| Short task |
Copy the blog post about food in fiction below word for word, from its first line to its last.

| Text passage |
Showing posts with label History in Fantasy. Show all posts
Showing posts with label History in Fantasy. Show all posts

Friday, 2 December 2016

Food in fiction, from fantasy stew to johnny cakes, by Gillian Polack



This last fortnight I’ve been indulging in comfort reading and comfort cooking. I need a couple of hours safety in my day in order to cope with our current interesting times. My reading time has been spent about equally in fantasy worlds and in the world of Georgette Heyer. All of this convinces me that it’s time to talk about food again.

Medlars, picture by Gillian Polack


One of the ways in which I judge the success of the invention in a novel (any novel) is how well the writer handles food. Georgette Heyer is comfort reading partly because she understands that food and the social habits that surround food are essential to her stories. She skips over many things, but seldom food.

| Recorded information |

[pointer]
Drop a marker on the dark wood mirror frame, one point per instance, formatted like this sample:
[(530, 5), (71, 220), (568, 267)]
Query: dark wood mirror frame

| Solution to the problem |
Showing posts with label History in Fantasy. Show all posts
Showing posts with label History in Fantasy. Show all posts

Friday, 2 December 2016

Food in fiction, from fantasy stew to johnny cakes, by Gillian Polack



This last fortnight I’ve been indulging in comfort reading and comfort cooking. I need a couple of hours safety in my day in order to cope with our current interesting times. My reading time has been spent about equally in fantasy worlds and in the world of Georgette Heyer. All of this convinces me that it’s time to talk about food again.

Medlars, picture by Gillian Polack


One of the ways in which I judge the success of the invention in a novel (any novel) is how well the writer handles food. Georgette Heyer is comfort reading partly because she understands that food and the social habits that surround food are essential to her stories. She skips over many things, but seldom food.